▸ **Task goal**:
Count how many lines in the rows below contain the string "bush", where case must match, and reply with only that number.

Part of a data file
-.-.-
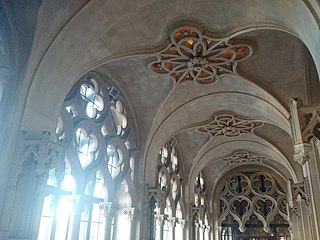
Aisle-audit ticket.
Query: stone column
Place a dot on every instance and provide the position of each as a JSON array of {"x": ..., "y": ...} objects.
[
  {"x": 159, "y": 218},
  {"x": 109, "y": 214},
  {"x": 312, "y": 178},
  {"x": 305, "y": 125},
  {"x": 172, "y": 223},
  {"x": 34, "y": 158}
]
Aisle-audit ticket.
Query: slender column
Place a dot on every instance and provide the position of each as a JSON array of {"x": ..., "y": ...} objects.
[
  {"x": 312, "y": 175},
  {"x": 31, "y": 172},
  {"x": 109, "y": 215},
  {"x": 172, "y": 223},
  {"x": 181, "y": 227}
]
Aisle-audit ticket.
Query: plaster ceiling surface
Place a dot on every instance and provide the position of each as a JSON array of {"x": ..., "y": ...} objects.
[
  {"x": 156, "y": 99},
  {"x": 90, "y": 34}
]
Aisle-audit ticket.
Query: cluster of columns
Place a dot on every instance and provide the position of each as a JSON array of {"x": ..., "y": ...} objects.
[{"x": 304, "y": 195}]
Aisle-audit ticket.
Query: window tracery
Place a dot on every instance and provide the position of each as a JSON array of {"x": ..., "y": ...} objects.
[
  {"x": 229, "y": 125},
  {"x": 192, "y": 55},
  {"x": 165, "y": 199},
  {"x": 253, "y": 203},
  {"x": 200, "y": 221},
  {"x": 94, "y": 130}
]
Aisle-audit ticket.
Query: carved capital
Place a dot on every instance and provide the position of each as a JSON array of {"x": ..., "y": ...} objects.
[
  {"x": 301, "y": 153},
  {"x": 43, "y": 151},
  {"x": 195, "y": 56},
  {"x": 108, "y": 210},
  {"x": 172, "y": 221}
]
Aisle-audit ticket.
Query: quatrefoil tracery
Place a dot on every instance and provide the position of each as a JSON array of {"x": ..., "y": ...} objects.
[
  {"x": 194, "y": 56},
  {"x": 247, "y": 195},
  {"x": 229, "y": 125}
]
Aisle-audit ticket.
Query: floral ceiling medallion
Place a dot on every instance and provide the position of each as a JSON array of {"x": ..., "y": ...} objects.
[
  {"x": 242, "y": 157},
  {"x": 229, "y": 125},
  {"x": 193, "y": 56}
]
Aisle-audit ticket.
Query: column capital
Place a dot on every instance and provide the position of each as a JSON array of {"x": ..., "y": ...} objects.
[
  {"x": 129, "y": 213},
  {"x": 182, "y": 222},
  {"x": 160, "y": 218}
]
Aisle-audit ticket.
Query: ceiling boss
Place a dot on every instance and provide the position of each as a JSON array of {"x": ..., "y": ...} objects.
[{"x": 194, "y": 56}]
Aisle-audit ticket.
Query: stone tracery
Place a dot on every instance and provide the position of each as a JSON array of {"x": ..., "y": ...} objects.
[
  {"x": 244, "y": 157},
  {"x": 248, "y": 195},
  {"x": 194, "y": 56},
  {"x": 229, "y": 125}
]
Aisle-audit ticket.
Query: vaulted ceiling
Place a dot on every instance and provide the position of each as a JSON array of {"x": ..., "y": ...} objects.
[{"x": 120, "y": 40}]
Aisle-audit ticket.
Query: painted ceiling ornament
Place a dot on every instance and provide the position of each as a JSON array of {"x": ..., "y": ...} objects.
[
  {"x": 243, "y": 157},
  {"x": 229, "y": 125},
  {"x": 193, "y": 56}
]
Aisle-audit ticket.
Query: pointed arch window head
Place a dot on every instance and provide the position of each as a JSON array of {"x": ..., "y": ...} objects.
[
  {"x": 193, "y": 55},
  {"x": 166, "y": 203},
  {"x": 253, "y": 203}
]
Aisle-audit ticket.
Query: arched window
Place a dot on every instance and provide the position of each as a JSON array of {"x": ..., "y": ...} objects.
[
  {"x": 86, "y": 188},
  {"x": 253, "y": 205},
  {"x": 167, "y": 204}
]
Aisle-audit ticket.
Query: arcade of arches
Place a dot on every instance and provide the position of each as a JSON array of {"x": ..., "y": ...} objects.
[{"x": 160, "y": 120}]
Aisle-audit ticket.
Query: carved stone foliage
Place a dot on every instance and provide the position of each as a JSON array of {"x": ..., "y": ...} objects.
[
  {"x": 305, "y": 124},
  {"x": 244, "y": 157},
  {"x": 229, "y": 125},
  {"x": 252, "y": 195},
  {"x": 47, "y": 154},
  {"x": 95, "y": 129},
  {"x": 193, "y": 55}
]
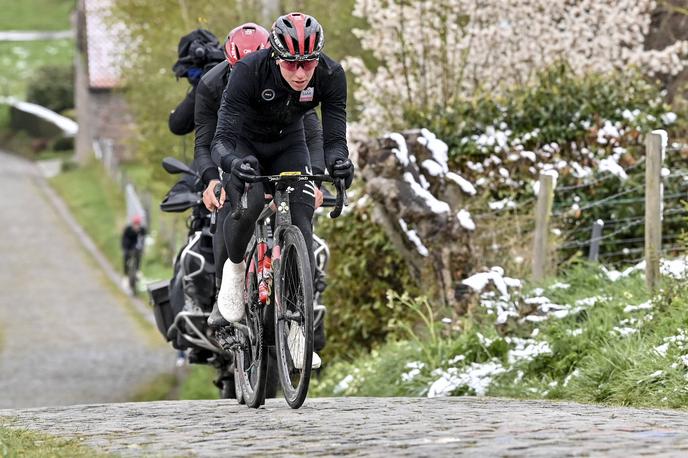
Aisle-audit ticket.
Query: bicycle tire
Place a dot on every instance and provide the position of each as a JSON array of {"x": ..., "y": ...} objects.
[
  {"x": 293, "y": 303},
  {"x": 251, "y": 357}
]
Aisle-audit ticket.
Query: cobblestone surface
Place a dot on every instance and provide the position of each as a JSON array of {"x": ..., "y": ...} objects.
[
  {"x": 66, "y": 336},
  {"x": 366, "y": 426}
]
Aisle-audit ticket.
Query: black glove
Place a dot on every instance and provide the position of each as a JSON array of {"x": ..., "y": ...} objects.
[
  {"x": 342, "y": 168},
  {"x": 234, "y": 184}
]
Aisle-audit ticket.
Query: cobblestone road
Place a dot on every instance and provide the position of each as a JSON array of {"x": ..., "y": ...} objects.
[
  {"x": 366, "y": 426},
  {"x": 65, "y": 336}
]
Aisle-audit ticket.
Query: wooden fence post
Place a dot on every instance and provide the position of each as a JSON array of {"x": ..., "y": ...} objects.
[
  {"x": 654, "y": 146},
  {"x": 594, "y": 253},
  {"x": 542, "y": 215}
]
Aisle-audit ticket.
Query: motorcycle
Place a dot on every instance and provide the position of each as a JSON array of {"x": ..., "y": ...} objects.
[{"x": 182, "y": 305}]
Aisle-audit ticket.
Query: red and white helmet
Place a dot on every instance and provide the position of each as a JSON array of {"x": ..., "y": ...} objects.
[
  {"x": 297, "y": 36},
  {"x": 244, "y": 40}
]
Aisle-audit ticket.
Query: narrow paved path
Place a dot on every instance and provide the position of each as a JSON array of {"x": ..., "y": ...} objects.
[
  {"x": 23, "y": 35},
  {"x": 366, "y": 427},
  {"x": 66, "y": 336}
]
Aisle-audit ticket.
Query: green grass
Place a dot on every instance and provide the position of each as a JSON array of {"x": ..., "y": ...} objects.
[
  {"x": 19, "y": 60},
  {"x": 588, "y": 361},
  {"x": 15, "y": 443},
  {"x": 35, "y": 14},
  {"x": 98, "y": 205},
  {"x": 198, "y": 383},
  {"x": 159, "y": 389}
]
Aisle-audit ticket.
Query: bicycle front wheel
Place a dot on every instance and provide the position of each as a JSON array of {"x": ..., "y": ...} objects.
[{"x": 294, "y": 317}]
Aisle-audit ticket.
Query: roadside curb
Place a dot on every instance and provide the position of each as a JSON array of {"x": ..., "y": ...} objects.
[{"x": 61, "y": 207}]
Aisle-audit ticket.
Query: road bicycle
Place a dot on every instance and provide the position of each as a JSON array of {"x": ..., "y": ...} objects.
[
  {"x": 132, "y": 266},
  {"x": 278, "y": 297}
]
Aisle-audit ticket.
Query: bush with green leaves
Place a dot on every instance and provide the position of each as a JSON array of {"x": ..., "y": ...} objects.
[
  {"x": 363, "y": 266},
  {"x": 52, "y": 86},
  {"x": 618, "y": 345},
  {"x": 586, "y": 128}
]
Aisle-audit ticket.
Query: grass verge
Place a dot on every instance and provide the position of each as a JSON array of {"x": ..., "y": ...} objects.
[
  {"x": 16, "y": 443},
  {"x": 583, "y": 338},
  {"x": 97, "y": 203}
]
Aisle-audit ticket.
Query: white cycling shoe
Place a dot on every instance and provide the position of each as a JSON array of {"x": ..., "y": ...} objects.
[
  {"x": 230, "y": 299},
  {"x": 296, "y": 342}
]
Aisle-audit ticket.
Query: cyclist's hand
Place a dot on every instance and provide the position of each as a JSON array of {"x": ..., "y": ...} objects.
[
  {"x": 342, "y": 168},
  {"x": 318, "y": 197},
  {"x": 210, "y": 200},
  {"x": 248, "y": 166}
]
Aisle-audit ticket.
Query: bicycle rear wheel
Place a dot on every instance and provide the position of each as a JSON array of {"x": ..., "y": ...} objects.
[
  {"x": 294, "y": 317},
  {"x": 251, "y": 357}
]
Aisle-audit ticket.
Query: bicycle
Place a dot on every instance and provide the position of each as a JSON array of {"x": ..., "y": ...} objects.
[
  {"x": 132, "y": 265},
  {"x": 276, "y": 258}
]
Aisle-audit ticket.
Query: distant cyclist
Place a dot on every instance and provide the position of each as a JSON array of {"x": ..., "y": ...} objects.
[
  {"x": 241, "y": 41},
  {"x": 260, "y": 130},
  {"x": 133, "y": 239},
  {"x": 198, "y": 52}
]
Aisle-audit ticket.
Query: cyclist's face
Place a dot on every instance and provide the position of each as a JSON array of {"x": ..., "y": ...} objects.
[{"x": 299, "y": 77}]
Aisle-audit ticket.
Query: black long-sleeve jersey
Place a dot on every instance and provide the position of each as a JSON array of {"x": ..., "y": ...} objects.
[
  {"x": 208, "y": 98},
  {"x": 259, "y": 105}
]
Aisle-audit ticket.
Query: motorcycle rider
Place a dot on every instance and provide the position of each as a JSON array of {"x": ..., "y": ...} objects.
[{"x": 260, "y": 129}]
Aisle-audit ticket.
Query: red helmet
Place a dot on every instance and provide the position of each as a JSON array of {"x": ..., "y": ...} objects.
[
  {"x": 297, "y": 36},
  {"x": 244, "y": 40}
]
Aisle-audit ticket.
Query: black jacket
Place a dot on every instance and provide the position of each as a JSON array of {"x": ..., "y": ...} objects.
[
  {"x": 181, "y": 120},
  {"x": 259, "y": 105}
]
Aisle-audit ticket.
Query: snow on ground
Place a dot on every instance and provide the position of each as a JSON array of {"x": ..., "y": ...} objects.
[{"x": 413, "y": 237}]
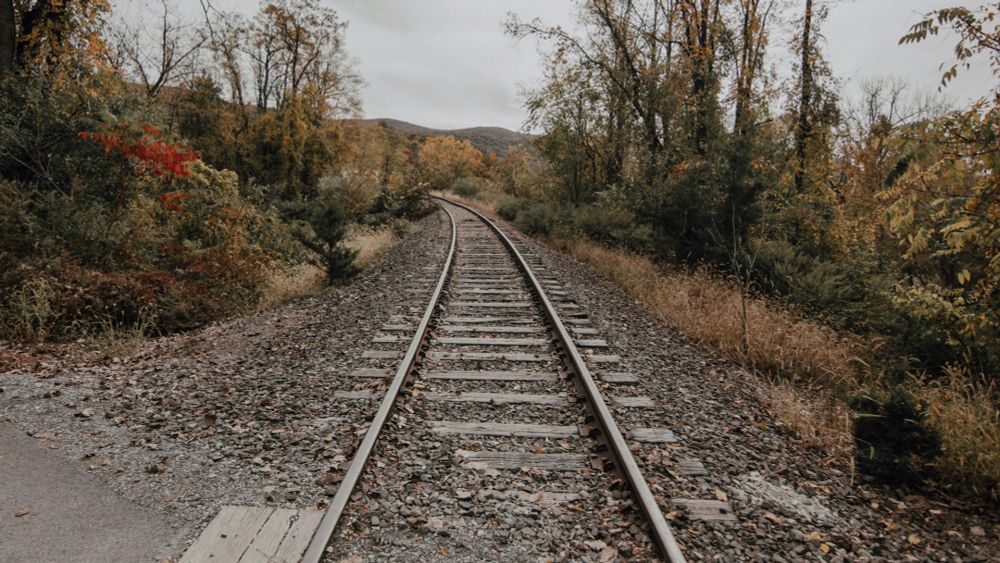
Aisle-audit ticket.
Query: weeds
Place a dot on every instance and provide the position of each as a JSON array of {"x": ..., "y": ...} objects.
[
  {"x": 115, "y": 339},
  {"x": 964, "y": 411}
]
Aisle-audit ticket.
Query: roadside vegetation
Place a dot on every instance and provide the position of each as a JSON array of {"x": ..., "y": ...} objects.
[
  {"x": 845, "y": 249},
  {"x": 147, "y": 188}
]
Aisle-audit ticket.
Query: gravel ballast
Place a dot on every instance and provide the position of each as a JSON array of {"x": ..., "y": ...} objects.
[{"x": 242, "y": 412}]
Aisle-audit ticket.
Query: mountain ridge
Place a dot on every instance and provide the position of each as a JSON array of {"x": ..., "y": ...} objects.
[{"x": 488, "y": 139}]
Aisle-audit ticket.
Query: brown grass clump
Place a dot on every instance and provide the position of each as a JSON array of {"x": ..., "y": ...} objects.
[
  {"x": 809, "y": 364},
  {"x": 708, "y": 309},
  {"x": 964, "y": 411},
  {"x": 286, "y": 284},
  {"x": 369, "y": 243},
  {"x": 814, "y": 414}
]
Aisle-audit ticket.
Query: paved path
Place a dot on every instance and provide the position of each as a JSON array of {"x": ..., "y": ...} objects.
[{"x": 73, "y": 516}]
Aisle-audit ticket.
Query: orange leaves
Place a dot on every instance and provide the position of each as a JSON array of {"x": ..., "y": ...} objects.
[{"x": 142, "y": 145}]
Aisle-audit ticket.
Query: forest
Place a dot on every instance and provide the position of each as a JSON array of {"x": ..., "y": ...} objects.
[{"x": 847, "y": 249}]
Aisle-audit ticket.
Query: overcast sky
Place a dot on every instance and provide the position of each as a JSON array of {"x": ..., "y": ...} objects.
[{"x": 448, "y": 63}]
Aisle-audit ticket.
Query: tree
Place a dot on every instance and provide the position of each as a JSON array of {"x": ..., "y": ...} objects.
[
  {"x": 160, "y": 59},
  {"x": 8, "y": 37},
  {"x": 49, "y": 34},
  {"x": 947, "y": 209},
  {"x": 443, "y": 159}
]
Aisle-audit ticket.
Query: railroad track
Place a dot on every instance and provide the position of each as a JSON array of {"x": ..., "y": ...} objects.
[{"x": 493, "y": 319}]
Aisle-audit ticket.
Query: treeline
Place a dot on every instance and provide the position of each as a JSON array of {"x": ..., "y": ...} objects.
[
  {"x": 148, "y": 187},
  {"x": 666, "y": 133}
]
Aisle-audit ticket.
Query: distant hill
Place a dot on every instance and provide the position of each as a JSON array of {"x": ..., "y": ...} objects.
[{"x": 487, "y": 139}]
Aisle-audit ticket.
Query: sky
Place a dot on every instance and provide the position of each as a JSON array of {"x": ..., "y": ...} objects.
[{"x": 448, "y": 64}]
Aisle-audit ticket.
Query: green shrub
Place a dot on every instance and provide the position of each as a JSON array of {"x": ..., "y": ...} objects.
[
  {"x": 892, "y": 439},
  {"x": 538, "y": 218},
  {"x": 613, "y": 226},
  {"x": 468, "y": 186}
]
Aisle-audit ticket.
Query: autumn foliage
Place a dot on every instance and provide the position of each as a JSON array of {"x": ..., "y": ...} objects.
[{"x": 143, "y": 146}]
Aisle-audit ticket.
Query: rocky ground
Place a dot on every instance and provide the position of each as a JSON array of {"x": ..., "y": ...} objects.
[{"x": 241, "y": 413}]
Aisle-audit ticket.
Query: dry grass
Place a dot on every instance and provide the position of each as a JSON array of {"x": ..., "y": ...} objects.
[
  {"x": 117, "y": 340},
  {"x": 708, "y": 308},
  {"x": 964, "y": 411},
  {"x": 810, "y": 367},
  {"x": 290, "y": 283},
  {"x": 487, "y": 207},
  {"x": 814, "y": 414},
  {"x": 809, "y": 364},
  {"x": 371, "y": 243}
]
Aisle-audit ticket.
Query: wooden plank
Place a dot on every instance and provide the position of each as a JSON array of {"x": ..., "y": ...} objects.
[
  {"x": 491, "y": 304},
  {"x": 653, "y": 435},
  {"x": 498, "y": 429},
  {"x": 493, "y": 375},
  {"x": 526, "y": 460},
  {"x": 357, "y": 395},
  {"x": 633, "y": 402},
  {"x": 491, "y": 341},
  {"x": 228, "y": 534},
  {"x": 497, "y": 398},
  {"x": 389, "y": 339},
  {"x": 714, "y": 510},
  {"x": 490, "y": 291},
  {"x": 599, "y": 359},
  {"x": 371, "y": 372},
  {"x": 494, "y": 329},
  {"x": 293, "y": 547},
  {"x": 509, "y": 356},
  {"x": 619, "y": 378},
  {"x": 265, "y": 544},
  {"x": 382, "y": 354},
  {"x": 691, "y": 467},
  {"x": 484, "y": 320}
]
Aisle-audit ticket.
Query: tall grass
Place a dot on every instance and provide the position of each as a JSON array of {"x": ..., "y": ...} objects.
[
  {"x": 809, "y": 368},
  {"x": 370, "y": 243},
  {"x": 964, "y": 410}
]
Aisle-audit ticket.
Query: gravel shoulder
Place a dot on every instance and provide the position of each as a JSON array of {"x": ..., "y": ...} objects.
[{"x": 240, "y": 413}]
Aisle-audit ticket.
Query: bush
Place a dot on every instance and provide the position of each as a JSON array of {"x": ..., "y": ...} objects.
[
  {"x": 613, "y": 226},
  {"x": 468, "y": 187},
  {"x": 892, "y": 439},
  {"x": 538, "y": 219}
]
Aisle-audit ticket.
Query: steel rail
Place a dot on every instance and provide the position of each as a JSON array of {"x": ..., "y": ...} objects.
[
  {"x": 328, "y": 525},
  {"x": 661, "y": 533}
]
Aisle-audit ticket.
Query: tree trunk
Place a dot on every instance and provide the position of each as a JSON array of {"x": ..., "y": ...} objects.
[
  {"x": 8, "y": 37},
  {"x": 804, "y": 131}
]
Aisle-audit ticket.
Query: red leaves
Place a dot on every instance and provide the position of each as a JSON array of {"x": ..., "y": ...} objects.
[
  {"x": 173, "y": 201},
  {"x": 142, "y": 144}
]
-.-.-
▸ **Response to this task**:
2